## What is expected
Copy out every one of the entries below word for word.

## Exercise materials
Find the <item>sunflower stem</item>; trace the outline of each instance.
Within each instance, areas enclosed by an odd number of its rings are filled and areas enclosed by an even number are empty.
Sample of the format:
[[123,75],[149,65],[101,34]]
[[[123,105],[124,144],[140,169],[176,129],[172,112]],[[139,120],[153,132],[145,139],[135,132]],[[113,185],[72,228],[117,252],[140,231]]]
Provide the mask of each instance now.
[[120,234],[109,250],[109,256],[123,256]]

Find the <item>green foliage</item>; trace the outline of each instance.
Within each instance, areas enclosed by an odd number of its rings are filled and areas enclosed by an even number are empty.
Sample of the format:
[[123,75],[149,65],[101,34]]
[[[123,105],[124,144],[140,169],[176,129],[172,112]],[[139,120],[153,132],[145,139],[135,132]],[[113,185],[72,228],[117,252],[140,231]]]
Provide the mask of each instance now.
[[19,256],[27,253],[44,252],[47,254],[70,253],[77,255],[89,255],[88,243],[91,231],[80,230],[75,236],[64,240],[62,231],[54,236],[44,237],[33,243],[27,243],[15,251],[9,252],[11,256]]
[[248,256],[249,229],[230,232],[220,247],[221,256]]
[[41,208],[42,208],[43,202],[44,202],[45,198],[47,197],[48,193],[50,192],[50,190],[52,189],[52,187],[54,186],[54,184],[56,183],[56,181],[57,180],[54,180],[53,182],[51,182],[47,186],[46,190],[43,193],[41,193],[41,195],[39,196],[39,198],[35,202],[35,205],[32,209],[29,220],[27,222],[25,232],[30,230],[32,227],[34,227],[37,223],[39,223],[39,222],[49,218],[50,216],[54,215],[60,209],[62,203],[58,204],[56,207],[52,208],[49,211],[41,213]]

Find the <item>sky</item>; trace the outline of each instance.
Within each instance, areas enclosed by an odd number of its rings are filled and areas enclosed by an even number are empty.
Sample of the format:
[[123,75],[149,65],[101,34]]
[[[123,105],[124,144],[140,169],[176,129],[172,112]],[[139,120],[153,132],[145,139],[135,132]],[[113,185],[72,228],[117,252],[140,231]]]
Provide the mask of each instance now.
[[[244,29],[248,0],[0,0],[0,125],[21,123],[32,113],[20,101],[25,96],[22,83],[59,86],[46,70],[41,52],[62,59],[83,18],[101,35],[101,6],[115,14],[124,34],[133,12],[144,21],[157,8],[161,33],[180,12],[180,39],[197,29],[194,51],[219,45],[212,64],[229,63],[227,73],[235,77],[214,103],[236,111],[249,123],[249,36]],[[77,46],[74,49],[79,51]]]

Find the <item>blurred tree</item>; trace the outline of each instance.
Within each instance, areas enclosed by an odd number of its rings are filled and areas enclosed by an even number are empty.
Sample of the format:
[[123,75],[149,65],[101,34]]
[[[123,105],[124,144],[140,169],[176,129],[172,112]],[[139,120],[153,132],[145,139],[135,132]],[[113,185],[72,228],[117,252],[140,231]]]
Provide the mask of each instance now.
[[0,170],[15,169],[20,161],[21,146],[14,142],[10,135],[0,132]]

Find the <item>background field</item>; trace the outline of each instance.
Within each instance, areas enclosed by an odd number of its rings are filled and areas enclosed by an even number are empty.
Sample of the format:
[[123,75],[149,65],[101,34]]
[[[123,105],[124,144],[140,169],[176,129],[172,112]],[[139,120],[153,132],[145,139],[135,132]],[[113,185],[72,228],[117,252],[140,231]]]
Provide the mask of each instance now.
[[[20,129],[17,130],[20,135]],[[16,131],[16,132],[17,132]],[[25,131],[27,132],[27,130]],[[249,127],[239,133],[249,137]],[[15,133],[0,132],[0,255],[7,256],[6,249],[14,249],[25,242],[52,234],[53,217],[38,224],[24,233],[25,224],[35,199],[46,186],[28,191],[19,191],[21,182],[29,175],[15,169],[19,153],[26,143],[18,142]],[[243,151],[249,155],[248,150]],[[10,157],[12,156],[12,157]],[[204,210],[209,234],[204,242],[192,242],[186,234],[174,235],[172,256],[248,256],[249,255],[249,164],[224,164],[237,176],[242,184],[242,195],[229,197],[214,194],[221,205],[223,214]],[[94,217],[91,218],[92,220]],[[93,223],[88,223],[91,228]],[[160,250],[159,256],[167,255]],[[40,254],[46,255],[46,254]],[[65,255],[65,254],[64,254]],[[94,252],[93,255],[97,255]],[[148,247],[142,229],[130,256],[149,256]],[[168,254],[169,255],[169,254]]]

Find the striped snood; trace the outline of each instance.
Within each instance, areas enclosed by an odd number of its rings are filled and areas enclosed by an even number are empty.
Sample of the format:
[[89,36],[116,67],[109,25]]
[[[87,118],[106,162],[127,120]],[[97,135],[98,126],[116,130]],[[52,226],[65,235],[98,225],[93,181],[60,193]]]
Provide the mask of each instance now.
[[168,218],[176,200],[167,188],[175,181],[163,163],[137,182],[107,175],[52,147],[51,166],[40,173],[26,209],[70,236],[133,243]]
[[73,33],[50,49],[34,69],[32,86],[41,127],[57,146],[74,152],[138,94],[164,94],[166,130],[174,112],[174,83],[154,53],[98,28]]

## Solution to the problem
Find the <item>sunflower stem</item>; trace the outline of each instance.
Within each instance, areas enclosed by an odd number of its rings are filled and areas enclosed by an even number are empty.
Sample of the format:
[[123,75],[149,65],[101,34]]
[[[123,105],[124,144],[140,169],[176,129],[172,112]],[[139,120],[153,132],[145,139],[135,132]],[[113,185],[72,228],[117,252],[140,231]]]
Provide the mask of each instance now.
[[120,234],[109,250],[109,256],[123,256]]

Find the <item>green foliage</item>; trace the outline of each instance.
Within each instance, areas enclosed by an odd number of its rings are filled and areas enclosed by an even number are empty.
Sample of the format:
[[123,75],[149,65],[101,34]]
[[[123,105],[124,144],[140,169],[176,129],[172,112]],[[139,120],[153,132],[145,139],[135,132]],[[113,185],[72,228],[117,252],[140,231]]]
Provide the mask of each instance now.
[[19,256],[27,253],[44,252],[47,254],[70,253],[77,255],[89,255],[88,243],[91,231],[80,230],[75,236],[64,240],[62,231],[54,236],[44,237],[33,243],[27,243],[15,251],[9,252],[11,256]]
[[248,256],[249,229],[230,232],[220,247],[221,256]]
[[41,208],[42,208],[43,202],[44,202],[45,198],[47,197],[48,193],[50,192],[50,190],[52,189],[52,187],[54,186],[54,184],[56,183],[56,181],[57,180],[54,180],[53,182],[51,182],[47,186],[46,190],[43,193],[41,193],[41,195],[39,196],[39,198],[35,202],[35,205],[32,209],[29,220],[27,222],[25,232],[30,230],[32,227],[34,227],[37,223],[39,223],[39,222],[49,218],[50,216],[54,215],[60,209],[62,203],[58,204],[56,207],[52,208],[49,211],[41,213]]

Find the <item>sky</item>; trace the outline of each instance.
Within each instance, areas enclosed by an odd number of its rings are filled and areas enclosed by an even number are empty.
Sample of the format:
[[123,75],[149,65],[101,34]]
[[[123,105],[124,144],[140,169],[176,129],[172,112]],[[139,120],[153,132],[145,139],[135,132]],[[113,185],[72,228],[117,252],[140,231]]]
Provide the mask of each instance now.
[[[244,29],[248,0],[0,0],[0,125],[21,123],[32,113],[20,101],[25,96],[22,83],[59,86],[46,70],[41,52],[62,59],[83,18],[101,35],[101,6],[115,14],[124,34],[133,12],[144,21],[157,8],[161,33],[180,12],[180,39],[197,29],[194,51],[219,45],[212,64],[229,63],[227,73],[235,77],[214,103],[236,111],[249,123],[249,36]],[[77,46],[74,49],[79,51]]]

Find the <item>blurred tree</item>; trace the outline of each instance.
Within each instance, areas enclosed by an odd number of its rings are filled and areas enclosed by an even number are empty.
Sample of the format:
[[123,75],[149,65],[101,34]]
[[[123,105],[124,144],[140,169],[176,129],[172,112]],[[139,120],[153,132],[145,139],[135,132]],[[113,185],[72,228],[117,252],[140,231]]]
Provide the mask of each instance now.
[[0,170],[15,169],[20,161],[21,146],[14,142],[10,135],[0,132]]

Find the <item>background field</item>; trace the outline of each instance.
Within each instance, areas enclosed by an odd number of its rings are filled and areas enclosed by an even number are empty.
Sample of the format:
[[123,75],[149,65],[101,34]]
[[[123,105],[124,144],[140,169],[176,129],[172,112]],[[139,120],[153,132],[145,139],[135,132]],[[113,185],[72,228],[117,252],[140,231]]]
Provide the mask of each instance now.
[[[20,129],[17,130],[20,135]],[[16,131],[16,132],[17,132]],[[25,131],[27,132],[27,130]],[[249,127],[239,133],[249,137]],[[15,133],[0,132],[0,255],[7,256],[6,249],[14,249],[25,242],[52,234],[53,217],[38,224],[24,233],[25,224],[35,199],[46,186],[28,191],[19,191],[21,182],[29,175],[15,169],[19,153],[26,143],[18,142]],[[243,151],[249,155],[248,150]],[[10,157],[12,156],[12,157]],[[204,210],[209,234],[204,242],[192,242],[186,234],[174,235],[172,256],[248,256],[249,255],[249,164],[224,164],[237,176],[242,184],[242,195],[229,197],[214,194],[221,205],[223,214]],[[94,217],[91,218],[92,220]],[[93,223],[88,223],[91,228]],[[160,250],[159,256],[167,255]],[[40,254],[46,255],[46,254]],[[65,255],[65,254],[64,254]],[[94,252],[93,255],[97,255]],[[148,247],[142,229],[130,256],[149,256]],[[168,254],[169,255],[169,254]]]

Find the striped snood; trace the outline of each instance.
Within each instance, areas enclosed by an odd number of its rings are filled and areas enclosed by an even number are empty.
Sample of the format:
[[89,36],[116,67],[109,25]]
[[[87,118],[106,162],[127,120]],[[97,135],[98,126],[116,130]],[[52,226],[65,235],[98,225],[93,181],[60,193]]]
Provide the mask of each instance now.
[[168,218],[176,200],[167,188],[175,181],[163,163],[137,182],[107,175],[52,147],[51,166],[40,173],[26,209],[70,236],[133,243]]
[[73,33],[50,49],[34,69],[32,86],[41,127],[57,146],[74,152],[138,94],[164,94],[166,130],[174,112],[174,83],[154,53],[98,28]]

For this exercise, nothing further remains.